▸ PROMPT:
From the line containing "# for every" onward, every line of the entries is to be set down exactly, the last line included.

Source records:
·····
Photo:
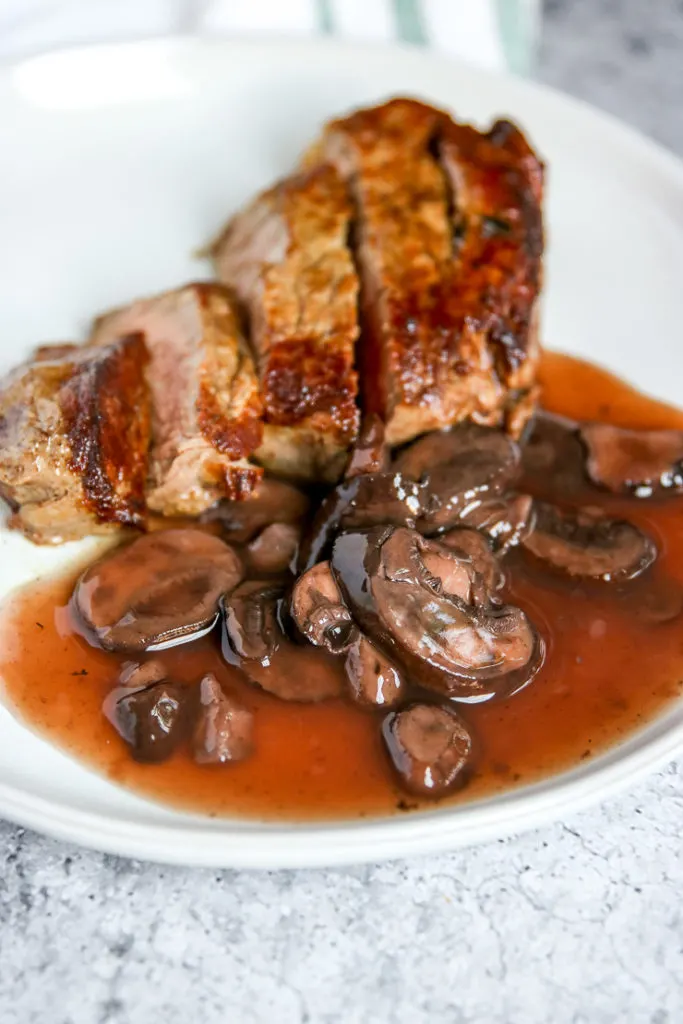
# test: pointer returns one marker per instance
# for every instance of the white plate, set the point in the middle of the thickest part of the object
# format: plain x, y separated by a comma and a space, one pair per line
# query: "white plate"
·····
▸ EXPECTED ANSWER:
# for every instance of the white plate, set the point in the middle of the thickest part of the object
# format: plain x, y separated by a comma and a space, one pair per line
# query: "white plate"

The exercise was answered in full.